*** Text segment ***

When I was a young mother, I saw another woman at a mall who was pushing her triplets in a stroller. I watched her, thinking that I couldn't imagine how difficult it would be to tend to three children all at once. I was having enough trouble tending to the needs of one. My second one came along four years later, and it was a struggle to meet each of their needs - because kids don't get easier as they get older, the things that get difficult change. Three is a tricky number in any human dynamic, someone is always left out at some point.

Even when we parent a single child, we make mistakes - which may or may not be held against us by our children. Our own parents made mistakes, and some of us are still clearly dealing with those (I know I am). We're all human, we don't have scripts, training manuals, or users guides, and we don't know how it's all going to come out in the end.

Kevin had reasons to feel the way he felt, and for that matter, as annoying as I find Kate (even though I struggle with similar issues), so did she. But to be fair to Rebecca and Jack, it is beyond difficult to give everyone the attention they need when doing everything you have to do to make sure they're clothed, fed, and healthy, and on top of that, being a spouse. 

So while I find the dynamics very interesting, and I'm not particularly fond of Rebecca (and frankly, less so of Jack), I can't fault them for being human. And I can't fault the kids for having issues. That's life. It is a messy business. 

Which is, of course, why this show is so fun to watch. None of us want to watch Leave it to Beaver, or Father Knows Best, right?

Oh yes, no pearls! No running to get hubby his slippers, lol     I had twins and an older singleton. It was easy and hard, depending on the day and my son was either very friendly with both or sometimes just one, usually because they bonded over something. One daughter will bring up how the older kid got this or that but I told her, I did what I thought was best at the time, being "even" isn't always the best thing but you try.

*** Data listing ***

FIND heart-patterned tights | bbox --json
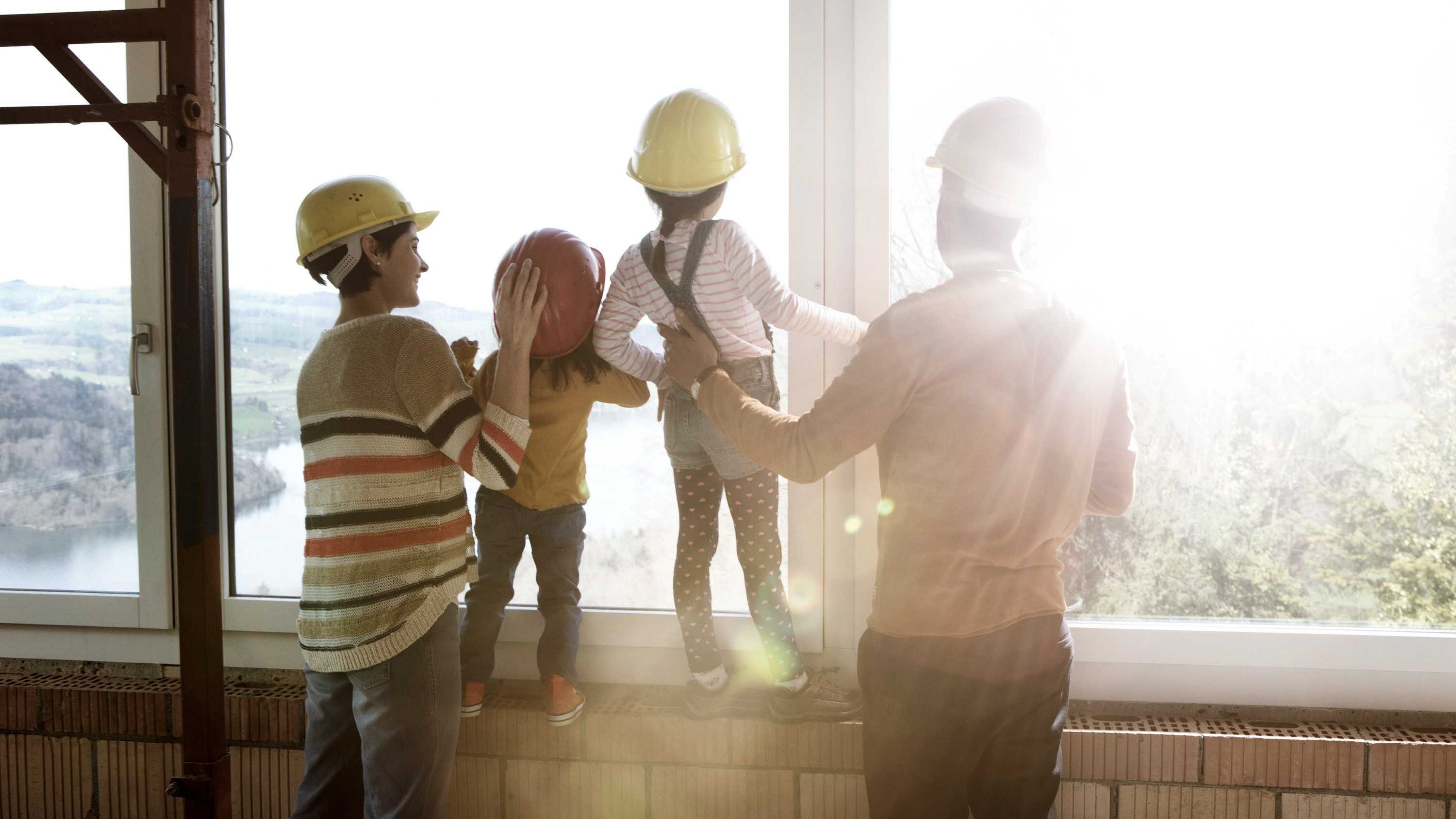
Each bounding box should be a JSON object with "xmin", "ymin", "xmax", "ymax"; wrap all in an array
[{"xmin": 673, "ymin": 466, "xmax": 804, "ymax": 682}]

***
*** Data listing ***

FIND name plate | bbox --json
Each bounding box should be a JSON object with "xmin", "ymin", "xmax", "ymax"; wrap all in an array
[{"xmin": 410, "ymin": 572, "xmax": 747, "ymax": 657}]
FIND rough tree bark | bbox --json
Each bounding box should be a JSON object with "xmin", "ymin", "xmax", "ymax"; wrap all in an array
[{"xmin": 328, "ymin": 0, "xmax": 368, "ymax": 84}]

***

→ What you need to do
Extend the text about raising several children and the family in the show, picking up after its final sentence. The records come from a different source than the text.

→ Response area
Seeing only what the writers want you to see, you have to surmise the rest, but it's obvious with Kate, she was very spoiled by her dad. What I would love the writers to do, is show us something from her youth where she is with Rebecca and having fun, those ,moments Kevin was talking about that were vague. The manicure afternoon with Rebecca got side railed by Jack's dad dying, but did they ever sew together or go to hair salon or the movies? I can see clothes shopping not being fun or eating out, but there are lots of other things.  Since there was nothing to do at the cabin, to say she concentrated on food wasn't really fair. She wasn't an outdoor kind of girl and didn't seem to want to read like Mom and Randall. I didn't have a weight issue but thought about food a lot as a kid, that in itself is not a crime, but do fun things to exercise, not football, but something she likes.  That conversation with Jack was odd...let's play ball, when  he was with Kevin, she is out of breath, hates it and he tells her she's putting on weight. What? How about play with Kevin and then go for a walk looking for whatever with Kate? It seemed very awkward. Then he makes it worse taking her out for ice cream.